■ WRITTEN PROBLEM:
Please copy everything from the line containing "--target czech lion crest on jersey" down to the end of the rows, requests included. Add -131 to every coordinate in the result paths, leaving the requests and their sample paths unchanged.

■ ENTRIES:
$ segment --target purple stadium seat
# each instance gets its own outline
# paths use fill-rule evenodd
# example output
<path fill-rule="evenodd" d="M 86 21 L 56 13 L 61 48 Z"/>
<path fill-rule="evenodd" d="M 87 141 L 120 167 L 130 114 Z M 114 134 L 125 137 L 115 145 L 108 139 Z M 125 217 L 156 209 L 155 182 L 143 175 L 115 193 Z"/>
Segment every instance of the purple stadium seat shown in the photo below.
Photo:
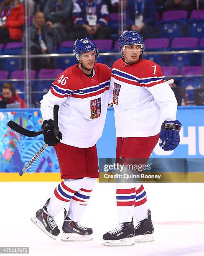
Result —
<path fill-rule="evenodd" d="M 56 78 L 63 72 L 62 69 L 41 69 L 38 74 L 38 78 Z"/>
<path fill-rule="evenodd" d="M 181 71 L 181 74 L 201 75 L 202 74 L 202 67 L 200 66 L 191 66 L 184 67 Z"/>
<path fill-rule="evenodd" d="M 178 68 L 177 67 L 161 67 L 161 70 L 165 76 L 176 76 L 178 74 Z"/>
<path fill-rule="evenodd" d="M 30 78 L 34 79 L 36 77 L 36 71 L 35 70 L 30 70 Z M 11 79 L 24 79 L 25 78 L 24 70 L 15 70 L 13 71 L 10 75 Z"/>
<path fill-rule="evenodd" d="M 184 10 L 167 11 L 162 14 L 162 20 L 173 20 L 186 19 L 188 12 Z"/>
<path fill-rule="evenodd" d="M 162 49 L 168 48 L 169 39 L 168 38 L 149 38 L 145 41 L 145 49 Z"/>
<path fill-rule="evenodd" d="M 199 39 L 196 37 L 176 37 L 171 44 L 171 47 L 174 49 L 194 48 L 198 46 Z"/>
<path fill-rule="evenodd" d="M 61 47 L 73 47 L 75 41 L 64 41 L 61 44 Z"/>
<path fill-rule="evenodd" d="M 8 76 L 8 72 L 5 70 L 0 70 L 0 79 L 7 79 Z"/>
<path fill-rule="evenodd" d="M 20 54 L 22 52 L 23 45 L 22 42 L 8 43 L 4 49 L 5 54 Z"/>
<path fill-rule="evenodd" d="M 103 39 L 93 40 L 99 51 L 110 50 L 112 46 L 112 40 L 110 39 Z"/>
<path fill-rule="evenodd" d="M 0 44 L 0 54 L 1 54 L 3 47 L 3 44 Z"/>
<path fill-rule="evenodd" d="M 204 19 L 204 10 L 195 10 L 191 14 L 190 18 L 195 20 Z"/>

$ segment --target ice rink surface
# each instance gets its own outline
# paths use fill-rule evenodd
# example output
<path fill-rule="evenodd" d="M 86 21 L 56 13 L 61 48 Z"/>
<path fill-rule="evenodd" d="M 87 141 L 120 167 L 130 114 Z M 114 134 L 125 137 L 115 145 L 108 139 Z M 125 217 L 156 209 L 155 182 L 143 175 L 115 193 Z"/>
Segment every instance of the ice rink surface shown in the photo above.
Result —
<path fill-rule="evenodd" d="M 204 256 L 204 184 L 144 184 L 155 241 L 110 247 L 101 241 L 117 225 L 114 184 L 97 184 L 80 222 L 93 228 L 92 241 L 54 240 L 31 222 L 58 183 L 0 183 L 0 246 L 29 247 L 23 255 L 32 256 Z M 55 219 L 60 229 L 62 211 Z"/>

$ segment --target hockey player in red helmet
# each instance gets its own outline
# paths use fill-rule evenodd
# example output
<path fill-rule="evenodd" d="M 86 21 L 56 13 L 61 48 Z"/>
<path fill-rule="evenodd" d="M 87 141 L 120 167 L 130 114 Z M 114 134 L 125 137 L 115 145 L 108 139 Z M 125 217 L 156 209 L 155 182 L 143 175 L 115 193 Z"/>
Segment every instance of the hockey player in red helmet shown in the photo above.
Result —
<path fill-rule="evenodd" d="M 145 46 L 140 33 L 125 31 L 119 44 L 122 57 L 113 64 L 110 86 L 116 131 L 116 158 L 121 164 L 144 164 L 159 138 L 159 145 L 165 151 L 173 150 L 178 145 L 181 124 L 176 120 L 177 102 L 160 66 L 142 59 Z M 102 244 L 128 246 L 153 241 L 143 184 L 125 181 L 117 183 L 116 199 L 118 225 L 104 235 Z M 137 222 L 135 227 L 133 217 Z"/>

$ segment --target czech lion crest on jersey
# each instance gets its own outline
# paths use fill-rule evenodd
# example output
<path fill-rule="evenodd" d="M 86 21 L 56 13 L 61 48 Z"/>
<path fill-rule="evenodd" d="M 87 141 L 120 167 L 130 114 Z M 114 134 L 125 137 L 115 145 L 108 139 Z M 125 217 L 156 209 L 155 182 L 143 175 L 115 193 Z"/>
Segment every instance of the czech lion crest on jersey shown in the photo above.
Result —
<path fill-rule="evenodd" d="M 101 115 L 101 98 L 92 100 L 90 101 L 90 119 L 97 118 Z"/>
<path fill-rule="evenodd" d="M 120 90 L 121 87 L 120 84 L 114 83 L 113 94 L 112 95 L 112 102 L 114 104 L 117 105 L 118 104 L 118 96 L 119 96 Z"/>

■ THE COMPLETED TASK:
$ segment --target czech lion crest on jersey
# each instance gets its own outline
# paths use fill-rule evenodd
# example output
<path fill-rule="evenodd" d="M 86 21 L 56 13 L 61 48 Z"/>
<path fill-rule="evenodd" d="M 87 141 L 120 167 L 130 114 Z M 114 134 L 125 137 L 115 145 L 108 139 Z M 125 217 L 156 209 L 155 182 L 143 175 L 115 193 Z"/>
Segment every instance of the czech lion crest on jersey shown in the photo above.
Result —
<path fill-rule="evenodd" d="M -30 -16 L -30 -33 L -39 -31 L -41 -30 L -41 -12 L -34 -13 Z"/>
<path fill-rule="evenodd" d="M -11 -41 L -10 -44 L -11 -47 L -17 -48 L -18 -37 L -19 -36 L -19 -29 L -17 -27 L -14 -26 L -13 -27 L -13 -35 L -12 -35 Z"/>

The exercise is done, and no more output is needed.